Swap "hand towel" for "bath towel" in the entries below, covering everything from the line containing "Place one point on every instance of the bathroom" down to the end of the entries. Return only those lines, with nothing else changed.

— start of DATA PROVIDED —

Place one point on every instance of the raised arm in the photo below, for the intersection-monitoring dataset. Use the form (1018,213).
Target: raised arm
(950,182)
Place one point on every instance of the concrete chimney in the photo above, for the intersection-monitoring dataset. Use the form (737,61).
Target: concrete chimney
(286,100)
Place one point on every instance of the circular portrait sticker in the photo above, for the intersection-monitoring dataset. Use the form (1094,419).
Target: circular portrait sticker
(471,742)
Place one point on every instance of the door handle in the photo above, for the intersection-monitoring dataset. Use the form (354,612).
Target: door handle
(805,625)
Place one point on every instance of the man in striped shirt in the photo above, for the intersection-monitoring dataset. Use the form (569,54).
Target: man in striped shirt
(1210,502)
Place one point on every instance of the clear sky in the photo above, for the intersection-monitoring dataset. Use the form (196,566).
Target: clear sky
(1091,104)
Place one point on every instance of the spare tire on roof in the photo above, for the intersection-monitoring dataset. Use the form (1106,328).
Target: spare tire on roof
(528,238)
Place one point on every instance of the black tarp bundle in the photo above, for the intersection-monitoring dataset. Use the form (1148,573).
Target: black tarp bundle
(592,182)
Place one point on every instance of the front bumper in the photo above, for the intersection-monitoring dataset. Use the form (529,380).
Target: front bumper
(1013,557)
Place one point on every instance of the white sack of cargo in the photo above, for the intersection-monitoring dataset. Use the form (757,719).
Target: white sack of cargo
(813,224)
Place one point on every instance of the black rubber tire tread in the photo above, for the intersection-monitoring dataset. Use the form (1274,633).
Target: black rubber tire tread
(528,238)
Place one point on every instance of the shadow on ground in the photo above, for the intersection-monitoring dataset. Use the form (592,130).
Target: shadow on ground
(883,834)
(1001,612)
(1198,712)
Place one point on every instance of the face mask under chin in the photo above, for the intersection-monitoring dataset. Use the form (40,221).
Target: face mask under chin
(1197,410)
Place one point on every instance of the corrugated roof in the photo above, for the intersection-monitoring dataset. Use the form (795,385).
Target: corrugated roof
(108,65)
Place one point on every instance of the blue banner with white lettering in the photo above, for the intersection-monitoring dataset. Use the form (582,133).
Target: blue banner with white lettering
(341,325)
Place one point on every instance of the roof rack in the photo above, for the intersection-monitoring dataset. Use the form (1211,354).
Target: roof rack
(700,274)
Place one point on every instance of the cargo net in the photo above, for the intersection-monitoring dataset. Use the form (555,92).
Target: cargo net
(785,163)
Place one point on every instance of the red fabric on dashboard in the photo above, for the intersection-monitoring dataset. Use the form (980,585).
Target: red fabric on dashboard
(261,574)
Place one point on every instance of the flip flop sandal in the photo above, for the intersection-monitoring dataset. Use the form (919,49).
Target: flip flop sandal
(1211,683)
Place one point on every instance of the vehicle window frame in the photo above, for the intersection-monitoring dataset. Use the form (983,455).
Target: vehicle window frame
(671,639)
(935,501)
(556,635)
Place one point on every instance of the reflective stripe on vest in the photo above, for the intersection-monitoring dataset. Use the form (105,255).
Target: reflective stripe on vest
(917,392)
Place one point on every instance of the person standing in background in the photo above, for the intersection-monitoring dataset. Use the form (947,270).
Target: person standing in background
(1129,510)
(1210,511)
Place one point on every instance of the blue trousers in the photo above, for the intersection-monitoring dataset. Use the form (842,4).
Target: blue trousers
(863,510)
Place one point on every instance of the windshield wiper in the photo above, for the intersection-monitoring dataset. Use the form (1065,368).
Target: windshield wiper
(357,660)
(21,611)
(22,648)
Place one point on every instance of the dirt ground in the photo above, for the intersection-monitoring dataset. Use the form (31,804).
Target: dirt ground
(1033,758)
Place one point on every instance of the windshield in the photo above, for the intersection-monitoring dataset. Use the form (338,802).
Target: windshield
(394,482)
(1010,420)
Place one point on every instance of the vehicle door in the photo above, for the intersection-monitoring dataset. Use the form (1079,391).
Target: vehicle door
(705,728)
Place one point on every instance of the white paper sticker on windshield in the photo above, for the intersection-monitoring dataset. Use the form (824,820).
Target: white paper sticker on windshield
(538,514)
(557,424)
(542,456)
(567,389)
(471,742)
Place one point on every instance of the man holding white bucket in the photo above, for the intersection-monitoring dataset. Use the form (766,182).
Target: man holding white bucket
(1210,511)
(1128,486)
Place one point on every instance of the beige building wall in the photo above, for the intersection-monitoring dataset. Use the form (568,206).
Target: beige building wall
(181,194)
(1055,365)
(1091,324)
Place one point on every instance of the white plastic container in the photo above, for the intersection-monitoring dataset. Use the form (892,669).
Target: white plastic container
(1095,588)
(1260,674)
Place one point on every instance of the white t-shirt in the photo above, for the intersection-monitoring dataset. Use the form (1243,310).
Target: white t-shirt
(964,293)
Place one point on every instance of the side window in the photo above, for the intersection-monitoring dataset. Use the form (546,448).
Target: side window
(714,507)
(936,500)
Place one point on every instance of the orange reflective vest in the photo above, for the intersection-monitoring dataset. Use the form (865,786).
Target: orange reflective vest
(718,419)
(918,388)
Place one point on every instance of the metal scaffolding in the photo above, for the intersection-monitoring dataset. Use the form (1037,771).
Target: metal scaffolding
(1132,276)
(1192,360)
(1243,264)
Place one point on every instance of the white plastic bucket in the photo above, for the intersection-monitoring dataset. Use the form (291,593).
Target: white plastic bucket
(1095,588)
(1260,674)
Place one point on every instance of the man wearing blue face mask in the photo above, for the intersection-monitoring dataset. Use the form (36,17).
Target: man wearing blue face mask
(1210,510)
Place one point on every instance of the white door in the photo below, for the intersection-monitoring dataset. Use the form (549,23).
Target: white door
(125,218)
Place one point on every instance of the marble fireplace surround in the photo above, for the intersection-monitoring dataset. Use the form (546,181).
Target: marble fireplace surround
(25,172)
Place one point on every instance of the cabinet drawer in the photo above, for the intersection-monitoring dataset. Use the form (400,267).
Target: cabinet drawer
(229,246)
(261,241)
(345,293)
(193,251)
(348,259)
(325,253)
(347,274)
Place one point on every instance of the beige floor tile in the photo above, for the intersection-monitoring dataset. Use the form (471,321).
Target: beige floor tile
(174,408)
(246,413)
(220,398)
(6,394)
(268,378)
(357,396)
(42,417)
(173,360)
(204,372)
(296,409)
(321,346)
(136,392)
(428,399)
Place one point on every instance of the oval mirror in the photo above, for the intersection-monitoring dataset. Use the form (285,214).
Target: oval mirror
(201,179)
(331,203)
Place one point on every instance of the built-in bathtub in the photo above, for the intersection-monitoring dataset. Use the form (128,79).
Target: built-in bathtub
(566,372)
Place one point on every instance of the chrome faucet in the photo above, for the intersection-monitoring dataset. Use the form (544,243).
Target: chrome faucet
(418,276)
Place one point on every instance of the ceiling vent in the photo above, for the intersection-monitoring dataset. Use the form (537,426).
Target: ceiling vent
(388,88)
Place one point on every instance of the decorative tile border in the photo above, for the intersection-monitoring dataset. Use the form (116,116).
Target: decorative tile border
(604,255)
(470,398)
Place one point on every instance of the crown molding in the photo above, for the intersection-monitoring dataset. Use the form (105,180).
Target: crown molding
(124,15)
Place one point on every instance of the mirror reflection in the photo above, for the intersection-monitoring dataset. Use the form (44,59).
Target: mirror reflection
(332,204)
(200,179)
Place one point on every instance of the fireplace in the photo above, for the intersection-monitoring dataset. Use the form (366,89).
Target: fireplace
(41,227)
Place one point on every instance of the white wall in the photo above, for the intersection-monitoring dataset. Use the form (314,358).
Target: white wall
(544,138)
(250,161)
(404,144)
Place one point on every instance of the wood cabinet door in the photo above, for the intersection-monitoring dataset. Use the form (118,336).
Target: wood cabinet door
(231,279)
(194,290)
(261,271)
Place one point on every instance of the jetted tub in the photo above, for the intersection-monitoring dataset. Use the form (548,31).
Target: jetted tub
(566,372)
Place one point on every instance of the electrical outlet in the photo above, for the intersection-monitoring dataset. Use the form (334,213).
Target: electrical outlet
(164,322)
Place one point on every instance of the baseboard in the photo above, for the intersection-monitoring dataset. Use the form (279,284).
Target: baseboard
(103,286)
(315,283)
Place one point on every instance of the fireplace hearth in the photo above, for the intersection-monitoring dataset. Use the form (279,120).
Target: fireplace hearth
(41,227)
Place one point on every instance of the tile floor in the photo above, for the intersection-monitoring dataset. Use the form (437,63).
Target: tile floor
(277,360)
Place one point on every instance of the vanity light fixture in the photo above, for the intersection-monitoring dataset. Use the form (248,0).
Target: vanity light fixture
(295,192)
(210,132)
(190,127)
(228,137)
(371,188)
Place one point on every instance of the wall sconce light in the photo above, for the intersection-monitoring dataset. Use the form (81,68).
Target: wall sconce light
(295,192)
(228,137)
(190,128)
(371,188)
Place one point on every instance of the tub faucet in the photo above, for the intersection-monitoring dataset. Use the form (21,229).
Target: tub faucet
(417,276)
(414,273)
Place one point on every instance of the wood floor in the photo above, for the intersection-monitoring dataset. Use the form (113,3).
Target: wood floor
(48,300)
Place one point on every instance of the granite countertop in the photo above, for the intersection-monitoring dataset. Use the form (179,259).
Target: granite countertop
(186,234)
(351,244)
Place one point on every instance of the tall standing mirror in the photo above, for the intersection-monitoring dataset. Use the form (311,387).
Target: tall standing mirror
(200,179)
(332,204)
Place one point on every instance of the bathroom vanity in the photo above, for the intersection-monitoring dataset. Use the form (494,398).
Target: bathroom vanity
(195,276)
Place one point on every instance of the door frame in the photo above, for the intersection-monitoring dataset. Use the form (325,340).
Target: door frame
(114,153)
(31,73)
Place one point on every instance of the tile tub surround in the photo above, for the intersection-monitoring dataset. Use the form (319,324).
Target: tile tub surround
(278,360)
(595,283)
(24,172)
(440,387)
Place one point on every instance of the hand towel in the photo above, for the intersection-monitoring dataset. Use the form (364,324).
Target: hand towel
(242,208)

— end of DATA PROVIDED —

• COMPLETED EXERCISE:
Place one point on every instance of the bathroom vanity in the photo above, for the intersection-monitoring dataset. Use the form (494,398).
Target: bathroom vanity
(195,276)
Place one point on every instance of the door frame in the photo above, for the intersection-monitoring dataset. Use the form (325,340).
Target: door frame
(114,153)
(31,73)
Place one point on every instance of the tile tub surround in the photo above, for the intersection-monitoring dataset. Use the form (319,324).
Target: tile tub surround
(278,360)
(595,283)
(24,172)
(440,387)
Place one point on every instance of the bath towel in the photo above, for the intersection-monitoring dataset. Use the form (364,324).
Target: bath towel
(242,208)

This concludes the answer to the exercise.